Task instructions: Report every line below that contains the string "helmet", copying each one in full. Case counts.

Task data:

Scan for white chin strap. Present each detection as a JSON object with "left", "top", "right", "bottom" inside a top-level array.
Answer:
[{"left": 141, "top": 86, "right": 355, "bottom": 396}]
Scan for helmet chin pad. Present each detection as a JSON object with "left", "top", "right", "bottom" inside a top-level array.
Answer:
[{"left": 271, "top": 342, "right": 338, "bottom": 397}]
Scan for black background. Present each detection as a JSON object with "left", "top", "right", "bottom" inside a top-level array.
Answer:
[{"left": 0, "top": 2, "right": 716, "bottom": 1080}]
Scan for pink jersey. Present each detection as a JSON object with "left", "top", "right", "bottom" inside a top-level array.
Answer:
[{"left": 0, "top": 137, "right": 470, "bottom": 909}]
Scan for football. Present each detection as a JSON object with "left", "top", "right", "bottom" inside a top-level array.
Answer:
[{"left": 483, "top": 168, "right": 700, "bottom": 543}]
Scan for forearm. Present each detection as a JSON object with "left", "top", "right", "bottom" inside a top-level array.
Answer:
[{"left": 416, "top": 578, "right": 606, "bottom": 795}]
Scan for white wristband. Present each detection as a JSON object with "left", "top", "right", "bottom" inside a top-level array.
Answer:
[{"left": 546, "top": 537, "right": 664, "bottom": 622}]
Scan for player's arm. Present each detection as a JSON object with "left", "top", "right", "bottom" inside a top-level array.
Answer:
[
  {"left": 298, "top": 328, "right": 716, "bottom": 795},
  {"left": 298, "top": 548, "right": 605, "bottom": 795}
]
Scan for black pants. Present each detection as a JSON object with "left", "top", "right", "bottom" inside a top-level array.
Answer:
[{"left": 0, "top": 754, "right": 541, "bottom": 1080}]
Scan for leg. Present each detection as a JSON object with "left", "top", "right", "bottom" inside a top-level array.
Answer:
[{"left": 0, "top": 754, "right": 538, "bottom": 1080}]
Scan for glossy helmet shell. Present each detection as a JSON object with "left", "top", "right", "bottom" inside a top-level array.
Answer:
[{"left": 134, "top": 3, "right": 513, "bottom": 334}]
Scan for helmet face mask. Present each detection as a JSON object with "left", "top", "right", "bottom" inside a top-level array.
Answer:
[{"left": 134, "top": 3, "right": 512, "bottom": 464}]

--

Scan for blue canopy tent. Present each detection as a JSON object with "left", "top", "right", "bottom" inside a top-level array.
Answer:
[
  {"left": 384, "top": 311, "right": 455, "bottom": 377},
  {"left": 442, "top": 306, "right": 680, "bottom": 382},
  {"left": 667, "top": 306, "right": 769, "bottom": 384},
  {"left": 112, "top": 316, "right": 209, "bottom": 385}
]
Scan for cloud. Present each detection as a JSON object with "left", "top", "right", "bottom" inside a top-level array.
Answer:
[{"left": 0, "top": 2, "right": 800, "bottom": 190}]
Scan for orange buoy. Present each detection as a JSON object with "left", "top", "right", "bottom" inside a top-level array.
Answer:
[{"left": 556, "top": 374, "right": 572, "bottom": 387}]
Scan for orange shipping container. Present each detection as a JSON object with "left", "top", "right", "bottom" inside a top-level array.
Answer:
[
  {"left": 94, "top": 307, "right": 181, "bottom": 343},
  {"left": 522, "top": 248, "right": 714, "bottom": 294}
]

Completed task:
Scan for helmet chin pad. Present each detection as a JSON object with "left", "top", "right", "bottom" inside a top-level array.
Scan for glossy helmet shell. Present each detection as a JSON object with "left", "top", "right", "bottom" inside a top-level array.
Scan for helmet face mask. Present each detection as a JSON object with "left", "top", "right", "bottom" inside a top-level array.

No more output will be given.